● **Written instruction**
Write out the whole listing, matching it exactly.

● **Data listing**
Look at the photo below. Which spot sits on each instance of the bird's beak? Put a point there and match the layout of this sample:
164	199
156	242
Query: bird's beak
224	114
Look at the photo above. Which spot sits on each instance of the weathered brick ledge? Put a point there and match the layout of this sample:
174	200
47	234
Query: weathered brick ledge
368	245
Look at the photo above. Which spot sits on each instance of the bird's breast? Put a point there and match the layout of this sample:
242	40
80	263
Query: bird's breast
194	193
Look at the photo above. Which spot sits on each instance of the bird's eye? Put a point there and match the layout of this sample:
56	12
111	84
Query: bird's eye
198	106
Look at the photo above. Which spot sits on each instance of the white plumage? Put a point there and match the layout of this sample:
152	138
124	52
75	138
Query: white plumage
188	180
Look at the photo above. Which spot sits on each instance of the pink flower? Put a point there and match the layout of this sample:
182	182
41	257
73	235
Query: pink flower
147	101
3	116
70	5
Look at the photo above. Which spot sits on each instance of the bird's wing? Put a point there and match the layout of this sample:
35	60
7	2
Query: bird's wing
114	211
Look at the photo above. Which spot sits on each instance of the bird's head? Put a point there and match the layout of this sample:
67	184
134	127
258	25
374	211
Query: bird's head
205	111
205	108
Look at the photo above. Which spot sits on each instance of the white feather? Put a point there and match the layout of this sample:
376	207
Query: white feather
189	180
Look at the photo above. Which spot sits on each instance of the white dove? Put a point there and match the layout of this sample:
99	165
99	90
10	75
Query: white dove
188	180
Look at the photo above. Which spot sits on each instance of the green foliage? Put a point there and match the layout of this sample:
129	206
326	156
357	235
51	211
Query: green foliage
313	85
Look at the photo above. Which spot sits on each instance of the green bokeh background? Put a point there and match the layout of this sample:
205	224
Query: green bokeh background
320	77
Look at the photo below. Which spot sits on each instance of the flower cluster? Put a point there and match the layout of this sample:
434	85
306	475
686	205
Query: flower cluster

● **Task answer**
Look at the photo below. Which spot sits on each instance of the bird's beak? Put a point there and match the layout of this sample:
164	199
156	242
Query: bird's beak
224	114
Look at the photo above. Which spot sits on each instance of the weathered brick ledge? Put a point there and match the layout of this sample:
174	200
47	234
Query: weathered brick ledge
368	245
Look at the photo above. Which spot sits on each instance of the bird's breast? Put a point there and match the layout of this sample:
242	40
80	263
Query: bird's breast
194	193
Look at the photo above. Which spot sits on each instance of the bird's eye? Put a point there and match the layout of this sample:
56	12
111	84
Query: bird's eye
198	106
Look at the photo above. Which spot sits on each instance of the white plumage? Put a point there and match the layout of this sample:
152	138
124	52
75	138
Query: white plumage
188	180
Look at the photo above. Which spot sits on each instance of the pink flower? Put a point there and match the layout of this sample:
182	182
41	257
73	235
Query: pink flower
147	101
3	116
70	5
Look at the photo above. Which spot sits on each instance of the bird's wing? Put a point there and match the layout of this sample:
35	60
7	2
Query: bird's wing
114	211
Look at the photo above. Which spot sits on each instance of the bird's head? Put a point there and match the layout of this sample:
67	184
134	127
258	25
374	211
Query: bird's head
205	111
205	108
Look at the photo above. Which spot sits on each instance of the white feather? Put a point there and match the layout of this sample:
376	207
Query: white feather
189	180
Look at the photo above. Which spot sits on each instance of the white dove? Put a point there and match the layout of this sample:
99	165
99	90
10	75
Query: white dove
188	180
Look at the photo above. Which spot sits on each instance of the green foliage? Put a point there and match the layout of this sample:
129	206
326	156
357	235
51	211
Query: green foliage
313	85
Look at the photo above. Which spot sits on each instance of the green bokeh background? Put a point there and match the layout of this sample:
205	224
Query: green bokeh background
320	77
Look at the photo below. Which spot sits on each instance of the flower cluster? Put a point there and match the layout of this sample:
434	85
306	475
686	205
Query: flower cluster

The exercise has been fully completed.